- **PROBLEM 1**
Please update the records starting at their first line and ending at the line containing "[[533,577],[530,264],[337,284],[270,245],[169,291],[339,572]]", replacing "even-odd" with "nonzero" and leaving all else unchanged. Leave the pictures out of your answer.

— START PASSAGE TO READ —

Picking up on Madame B and Anonymous's concern about whether or not my heart is still in househusbandnot, it is dear readers. It is just that being out there in the real world, with real people, and real stuff is so (really) dull.
Sitting here at home listening to my David Cassidy remastered CDs, surrounded by my stuff and life and hopes and dreams, I was full of things to talk about because...well, that was all there was to do. Out there in the real world all there is is metrosexuals eyeing up each others' summer suits, girls wearing very little, and all the rest of us trying to get from A to B and back again before anyone realises how nuts we are. It is not my heart. It is where my heart is during the day that is the problem.
Do you really want to hear about my bus ride to work? Do you really want to hear about what I had for lunch? (And, no sushi is not a sandwich, unless you are Japanese btw.) Do you really, really want me to make up a few gags about Nigerian traffic wardens? Have you heard the one about the white van driver who didn't pay his congestion charge? Laugh? I nearly came in my smart but casual trousers.

— END PASSAGE TO READ —

- **PROBLEM 2**
In the passage, what does the writer listen to while sitting at home?

— START MATERIAL PROVIDED —

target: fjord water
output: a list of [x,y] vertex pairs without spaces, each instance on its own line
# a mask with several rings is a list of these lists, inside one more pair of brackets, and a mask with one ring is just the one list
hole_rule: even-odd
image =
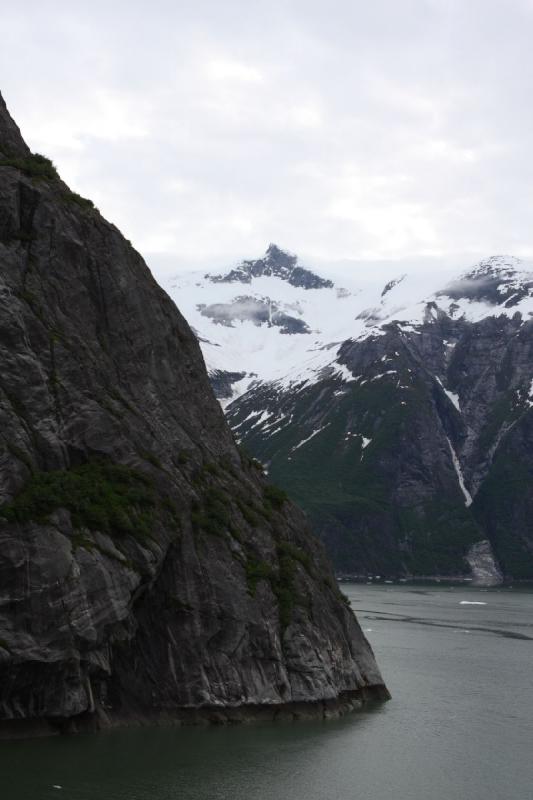
[[[0,743],[5,800],[525,800],[533,592],[344,585],[393,699],[329,722]],[[54,788],[61,787],[61,788]]]

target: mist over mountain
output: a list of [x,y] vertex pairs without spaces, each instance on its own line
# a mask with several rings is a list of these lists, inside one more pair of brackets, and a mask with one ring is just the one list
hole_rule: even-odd
[[533,577],[530,264],[337,284],[270,245],[169,291],[339,572]]

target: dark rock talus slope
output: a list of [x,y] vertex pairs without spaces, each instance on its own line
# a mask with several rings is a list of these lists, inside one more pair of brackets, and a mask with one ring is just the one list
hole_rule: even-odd
[[237,451],[188,325],[0,98],[4,729],[372,696],[322,546]]
[[340,573],[532,579],[532,265],[363,279],[270,245],[170,288],[235,435]]

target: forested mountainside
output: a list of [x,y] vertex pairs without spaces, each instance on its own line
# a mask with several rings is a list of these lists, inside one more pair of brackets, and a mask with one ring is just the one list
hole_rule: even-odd
[[0,731],[386,697],[189,326],[1,97],[0,304]]
[[236,436],[339,572],[533,577],[527,264],[337,285],[271,245],[170,291]]

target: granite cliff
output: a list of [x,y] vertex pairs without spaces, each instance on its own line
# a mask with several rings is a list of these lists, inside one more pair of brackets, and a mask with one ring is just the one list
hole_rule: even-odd
[[0,97],[0,727],[329,714],[387,691],[196,337]]

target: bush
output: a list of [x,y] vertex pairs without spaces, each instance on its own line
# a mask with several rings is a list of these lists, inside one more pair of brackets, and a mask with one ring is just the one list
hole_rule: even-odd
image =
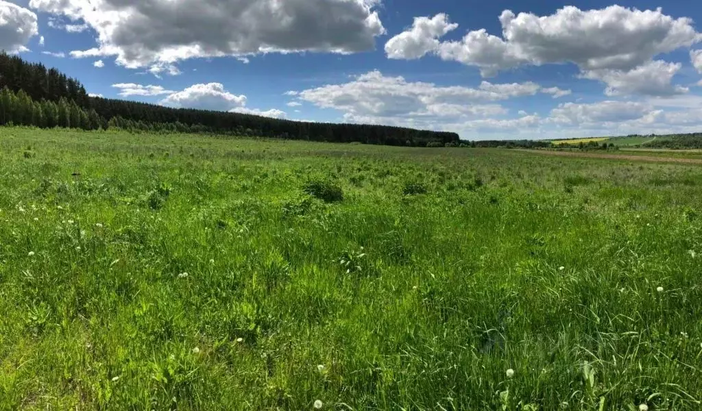
[[326,203],[343,201],[344,192],[336,183],[328,180],[312,180],[305,183],[304,191]]

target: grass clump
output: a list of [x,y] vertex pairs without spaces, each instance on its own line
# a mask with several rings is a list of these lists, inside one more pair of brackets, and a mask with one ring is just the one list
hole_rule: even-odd
[[313,179],[305,183],[303,191],[325,203],[337,203],[344,201],[344,191],[341,187],[329,179]]

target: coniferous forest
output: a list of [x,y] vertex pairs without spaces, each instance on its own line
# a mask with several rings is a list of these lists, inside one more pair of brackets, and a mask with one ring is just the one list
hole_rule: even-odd
[[216,133],[396,146],[456,144],[454,133],[361,124],[307,123],[251,114],[173,109],[90,97],[75,79],[0,53],[0,126]]

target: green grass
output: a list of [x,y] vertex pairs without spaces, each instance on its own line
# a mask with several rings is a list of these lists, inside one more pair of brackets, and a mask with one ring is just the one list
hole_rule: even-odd
[[[656,137],[661,138],[661,137]],[[610,138],[607,140],[609,143],[613,143],[616,146],[621,147],[632,147],[632,146],[641,146],[644,143],[653,141],[654,137],[649,137],[647,135],[641,135],[635,137],[614,137]]]
[[0,128],[0,410],[702,407],[698,166]]

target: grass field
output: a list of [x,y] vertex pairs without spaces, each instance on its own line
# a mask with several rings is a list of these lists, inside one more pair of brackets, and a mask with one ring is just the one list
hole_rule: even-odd
[[0,128],[0,410],[702,408],[702,168]]
[[592,138],[578,138],[571,140],[551,140],[551,142],[555,145],[559,145],[562,144],[569,144],[569,145],[578,145],[580,143],[587,144],[588,142],[602,142],[604,141],[608,141],[609,137],[592,137]]

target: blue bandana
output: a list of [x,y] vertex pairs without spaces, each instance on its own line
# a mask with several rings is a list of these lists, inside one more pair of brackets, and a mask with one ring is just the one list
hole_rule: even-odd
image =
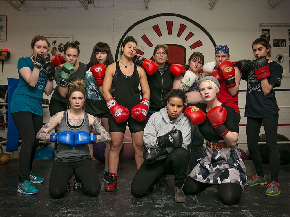
[[228,47],[226,45],[220,45],[215,47],[215,53],[217,54],[225,54],[229,55],[229,49]]

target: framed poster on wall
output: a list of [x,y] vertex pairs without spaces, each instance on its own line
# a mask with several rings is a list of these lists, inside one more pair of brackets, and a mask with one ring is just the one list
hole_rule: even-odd
[[290,23],[260,23],[260,37],[271,45],[271,57],[283,67],[283,77],[290,77]]
[[0,41],[6,41],[7,16],[0,15]]
[[72,35],[44,35],[48,41],[48,51],[45,57],[48,62],[50,62],[58,54],[64,56],[64,45],[68,41],[72,41]]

— END MATERIAL PROVIDED —

- **FULL ANSWER 1**
target: fjord water
output: a list of [x,y] vertex pairs without spaces, each instance on its own line
# a mask with several rings is a list of these lists, inside one more pair of brackets, and a mask with one ring is just the one list
hole_rule: nonzero
image =
[[[0,743],[5,800],[525,800],[533,592],[344,585],[393,699],[329,722]],[[54,788],[61,787],[61,788]]]

target: mist over mountain
output: a list of [x,y] vertex pairs without spaces, each instance on its own line
# a mask with several rings is a list of these lists, inside one more pair of brackets, and a mask with one ring is just the one list
hole_rule: nonzero
[[533,577],[530,264],[337,284],[270,245],[169,291],[339,572]]

- **FULL ANSWER 2**
David Cassidy remastered CDs.